**Task goal:** Gather every line in the records below that contains the word "ceiling" and list those lines in the order they appear.

**Provided records:**
──────────────────────────────
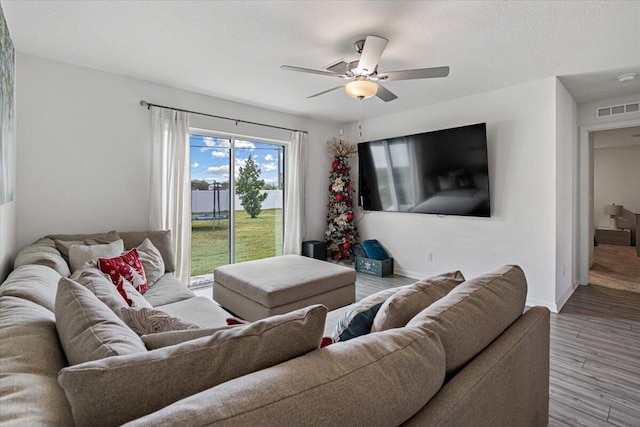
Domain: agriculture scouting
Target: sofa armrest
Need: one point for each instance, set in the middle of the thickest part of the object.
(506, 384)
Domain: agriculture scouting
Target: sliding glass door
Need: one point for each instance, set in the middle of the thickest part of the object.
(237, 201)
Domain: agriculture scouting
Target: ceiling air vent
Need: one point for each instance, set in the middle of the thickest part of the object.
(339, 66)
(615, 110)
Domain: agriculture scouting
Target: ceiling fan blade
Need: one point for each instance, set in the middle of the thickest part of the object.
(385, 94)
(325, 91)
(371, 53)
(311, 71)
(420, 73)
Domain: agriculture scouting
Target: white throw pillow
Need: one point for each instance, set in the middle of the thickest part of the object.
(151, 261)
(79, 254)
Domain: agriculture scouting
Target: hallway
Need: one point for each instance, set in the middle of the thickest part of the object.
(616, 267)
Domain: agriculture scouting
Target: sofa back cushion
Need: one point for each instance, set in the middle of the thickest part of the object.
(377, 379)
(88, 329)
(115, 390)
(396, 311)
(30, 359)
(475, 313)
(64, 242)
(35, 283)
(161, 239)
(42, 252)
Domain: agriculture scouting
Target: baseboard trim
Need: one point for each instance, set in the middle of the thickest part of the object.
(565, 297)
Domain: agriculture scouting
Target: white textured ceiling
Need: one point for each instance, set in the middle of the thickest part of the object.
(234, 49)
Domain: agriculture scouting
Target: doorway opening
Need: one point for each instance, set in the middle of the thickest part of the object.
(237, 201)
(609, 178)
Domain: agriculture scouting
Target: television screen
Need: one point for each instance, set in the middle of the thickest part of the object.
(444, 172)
──────────────────────────────
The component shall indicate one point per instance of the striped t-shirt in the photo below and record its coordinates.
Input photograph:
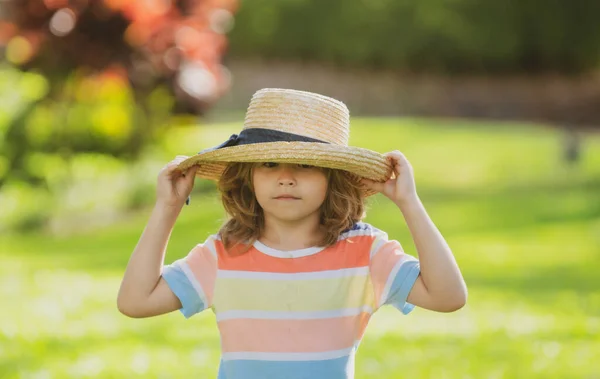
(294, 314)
──────────────────────────────
**Solved exercise:**
Target: ceiling air vent
Target: ceiling fan blade
Target: white textured ceiling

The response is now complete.